## START Given data
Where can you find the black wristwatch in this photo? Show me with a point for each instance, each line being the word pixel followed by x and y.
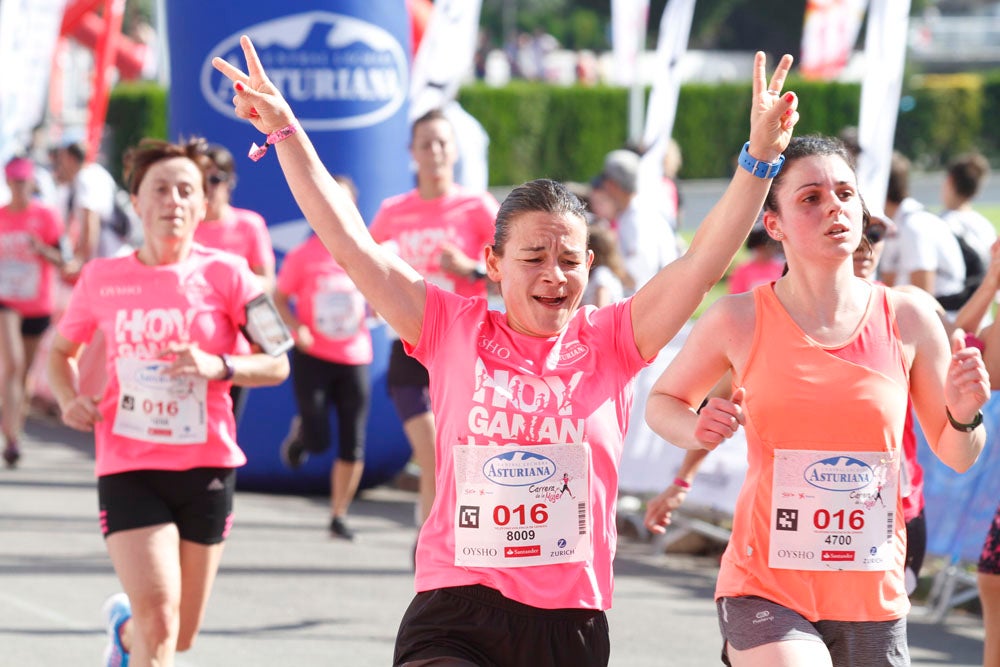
pixel 965 428
pixel 227 361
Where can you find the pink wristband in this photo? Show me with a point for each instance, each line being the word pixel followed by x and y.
pixel 257 152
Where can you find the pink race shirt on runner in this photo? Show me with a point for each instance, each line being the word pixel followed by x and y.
pixel 418 227
pixel 328 303
pixel 241 232
pixel 529 440
pixel 26 279
pixel 142 309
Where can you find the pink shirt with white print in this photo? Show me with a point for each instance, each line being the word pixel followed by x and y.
pixel 26 278
pixel 492 386
pixel 141 309
pixel 419 227
pixel 328 303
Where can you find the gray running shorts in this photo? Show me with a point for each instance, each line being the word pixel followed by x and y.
pixel 749 622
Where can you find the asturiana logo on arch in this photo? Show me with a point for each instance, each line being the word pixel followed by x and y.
pixel 840 473
pixel 338 72
pixel 518 468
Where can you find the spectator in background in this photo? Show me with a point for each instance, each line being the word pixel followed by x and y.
pixel 672 161
pixel 975 233
pixel 608 277
pixel 29 249
pixel 87 196
pixel 645 234
pixel 764 266
pixel 440 229
pixel 923 252
pixel 333 350
pixel 236 230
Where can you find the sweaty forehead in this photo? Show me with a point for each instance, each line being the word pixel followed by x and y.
pixel 539 229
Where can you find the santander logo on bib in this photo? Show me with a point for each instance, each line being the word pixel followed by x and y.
pixel 337 71
pixel 518 468
pixel 840 473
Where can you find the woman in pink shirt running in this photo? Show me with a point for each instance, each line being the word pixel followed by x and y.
pixel 29 253
pixel 164 430
pixel 510 570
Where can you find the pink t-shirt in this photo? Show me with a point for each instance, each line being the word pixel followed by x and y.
pixel 419 227
pixel 26 279
pixel 141 309
pixel 241 232
pixel 492 386
pixel 328 303
pixel 748 275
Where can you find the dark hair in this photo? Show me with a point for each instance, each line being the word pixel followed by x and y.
pixel 967 173
pixel 603 241
pixel 222 159
pixel 801 147
pixel 138 159
pixel 899 179
pixel 76 150
pixel 542 195
pixel 432 115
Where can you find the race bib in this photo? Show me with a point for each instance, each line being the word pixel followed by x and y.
pixel 157 408
pixel 521 506
pixel 833 511
pixel 19 280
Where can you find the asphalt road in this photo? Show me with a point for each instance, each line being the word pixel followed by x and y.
pixel 287 594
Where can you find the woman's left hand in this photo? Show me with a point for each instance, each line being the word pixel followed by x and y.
pixel 189 359
pixel 967 385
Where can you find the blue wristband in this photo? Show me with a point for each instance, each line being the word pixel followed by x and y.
pixel 759 168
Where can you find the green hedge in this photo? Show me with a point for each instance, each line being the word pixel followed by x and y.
pixel 563 132
pixel 135 110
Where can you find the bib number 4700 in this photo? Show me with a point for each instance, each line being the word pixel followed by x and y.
pixel 537 514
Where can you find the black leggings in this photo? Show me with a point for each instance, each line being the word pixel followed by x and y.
pixel 318 385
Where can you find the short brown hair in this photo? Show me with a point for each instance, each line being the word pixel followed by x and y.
pixel 138 159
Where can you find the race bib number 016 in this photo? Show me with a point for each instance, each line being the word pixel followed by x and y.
pixel 158 408
pixel 833 511
pixel 521 506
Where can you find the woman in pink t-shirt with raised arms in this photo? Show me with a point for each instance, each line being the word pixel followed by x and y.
pixel 513 565
pixel 164 430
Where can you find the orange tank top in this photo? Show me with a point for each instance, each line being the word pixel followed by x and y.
pixel 801 395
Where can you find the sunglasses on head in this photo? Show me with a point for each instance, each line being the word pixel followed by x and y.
pixel 875 233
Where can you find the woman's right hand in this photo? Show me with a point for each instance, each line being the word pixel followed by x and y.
pixel 81 413
pixel 720 419
pixel 772 114
pixel 256 99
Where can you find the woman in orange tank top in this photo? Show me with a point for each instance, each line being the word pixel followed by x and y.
pixel 822 363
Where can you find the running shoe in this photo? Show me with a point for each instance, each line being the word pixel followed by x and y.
pixel 339 528
pixel 293 452
pixel 116 611
pixel 11 454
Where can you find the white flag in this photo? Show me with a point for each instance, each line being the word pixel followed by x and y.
pixel 446 54
pixel 675 28
pixel 828 35
pixel 628 37
pixel 885 55
pixel 28 33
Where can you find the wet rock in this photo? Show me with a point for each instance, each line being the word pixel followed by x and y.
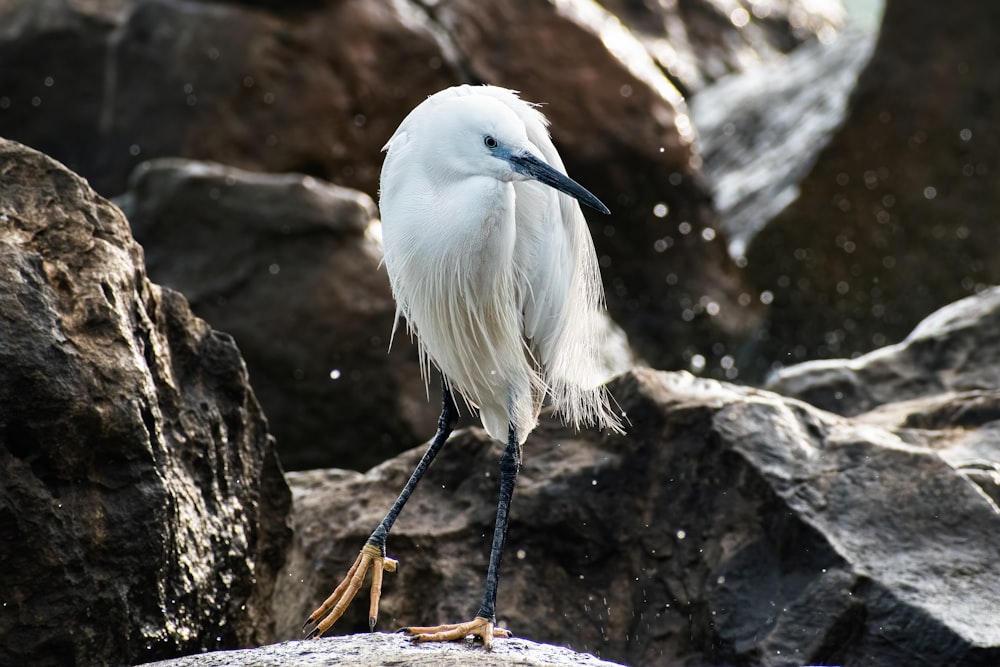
pixel 385 649
pixel 143 512
pixel 317 88
pixel 697 43
pixel 891 223
pixel 731 526
pixel 761 132
pixel 289 266
pixel 955 350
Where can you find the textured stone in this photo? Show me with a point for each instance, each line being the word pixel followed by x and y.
pixel 699 42
pixel 731 526
pixel 142 508
pixel 956 349
pixel 390 650
pixel 894 220
pixel 318 87
pixel 289 266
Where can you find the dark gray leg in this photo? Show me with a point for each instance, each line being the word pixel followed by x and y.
pixel 510 464
pixel 446 424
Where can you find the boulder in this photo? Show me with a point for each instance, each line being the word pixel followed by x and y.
pixel 317 88
pixel 143 512
pixel 289 266
pixel 730 526
pixel 955 350
pixel 384 649
pixel 698 43
pixel 894 220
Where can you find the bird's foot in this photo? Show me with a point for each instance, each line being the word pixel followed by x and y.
pixel 477 627
pixel 371 557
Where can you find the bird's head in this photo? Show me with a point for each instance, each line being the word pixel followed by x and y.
pixel 478 135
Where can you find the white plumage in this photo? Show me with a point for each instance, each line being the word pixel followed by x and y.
pixel 492 267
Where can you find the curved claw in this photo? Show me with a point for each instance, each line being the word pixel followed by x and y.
pixel 477 627
pixel 333 607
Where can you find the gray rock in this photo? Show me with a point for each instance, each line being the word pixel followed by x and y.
pixel 956 349
pixel 318 87
pixel 697 43
pixel 289 266
pixel 759 133
pixel 143 512
pixel 387 650
pixel 730 526
pixel 890 223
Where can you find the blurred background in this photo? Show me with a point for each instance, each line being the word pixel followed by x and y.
pixel 789 179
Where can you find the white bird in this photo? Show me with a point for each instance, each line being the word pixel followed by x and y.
pixel 494 270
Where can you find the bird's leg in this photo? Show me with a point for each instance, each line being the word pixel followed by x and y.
pixel 484 624
pixel 372 555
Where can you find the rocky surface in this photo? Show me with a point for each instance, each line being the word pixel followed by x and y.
pixel 896 218
pixel 731 526
pixel 369 649
pixel 755 145
pixel 697 43
pixel 289 266
pixel 143 512
pixel 317 88
pixel 955 350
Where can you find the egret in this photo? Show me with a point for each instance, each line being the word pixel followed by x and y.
pixel 494 271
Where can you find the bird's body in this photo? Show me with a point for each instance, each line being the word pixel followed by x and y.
pixel 497 276
pixel 494 270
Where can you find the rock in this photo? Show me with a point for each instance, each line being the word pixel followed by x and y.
pixel 143 512
pixel 289 266
pixel 670 283
pixel 730 526
pixel 755 146
pixel 389 649
pixel 317 88
pixel 697 43
pixel 889 224
pixel 955 350
pixel 289 88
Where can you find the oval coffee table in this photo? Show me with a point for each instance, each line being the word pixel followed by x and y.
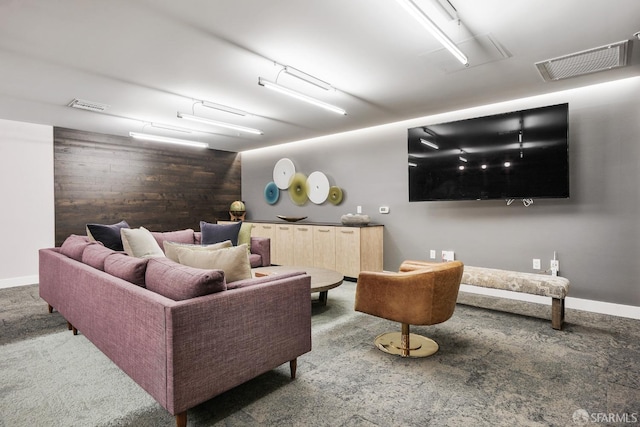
pixel 322 279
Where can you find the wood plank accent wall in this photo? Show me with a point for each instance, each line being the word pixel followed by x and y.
pixel 105 179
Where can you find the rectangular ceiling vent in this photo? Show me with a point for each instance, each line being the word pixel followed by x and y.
pixel 585 62
pixel 88 105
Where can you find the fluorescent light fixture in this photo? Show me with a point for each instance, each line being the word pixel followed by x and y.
pixel 300 96
pixel 429 144
pixel 307 77
pixel 427 23
pixel 225 108
pixel 158 138
pixel 220 124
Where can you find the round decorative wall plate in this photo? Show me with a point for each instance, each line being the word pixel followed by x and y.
pixel 283 172
pixel 335 195
pixel 271 193
pixel 317 187
pixel 298 189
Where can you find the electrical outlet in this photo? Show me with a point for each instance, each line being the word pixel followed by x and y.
pixel 448 256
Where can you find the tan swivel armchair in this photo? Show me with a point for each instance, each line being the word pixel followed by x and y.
pixel 421 293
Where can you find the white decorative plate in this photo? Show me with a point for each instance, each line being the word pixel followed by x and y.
pixel 283 172
pixel 317 187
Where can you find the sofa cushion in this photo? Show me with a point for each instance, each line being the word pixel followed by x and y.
pixel 74 246
pixel 180 236
pixel 127 268
pixel 170 248
pixel 215 233
pixel 95 255
pixel 233 261
pixel 108 235
pixel 180 282
pixel 140 243
pixel 244 235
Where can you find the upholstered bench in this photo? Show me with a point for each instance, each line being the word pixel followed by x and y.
## END Given data
Objective: Can you retype the lines in the records above, starting at the line that contains "Where can you find the woman in orange" and ending at the line that contains "pixel 11 454", with both included and nothing changed?

Solution:
Where can you find the woman in orange tank top in this photo? Show me with a point for each instance, each line being the word pixel followed by x and y.
pixel 822 363
Where can you find the running shoe in this photo? Show me with a point for each instance, each line being the word pixel followed by x and y.
pixel 339 528
pixel 293 452
pixel 116 611
pixel 11 454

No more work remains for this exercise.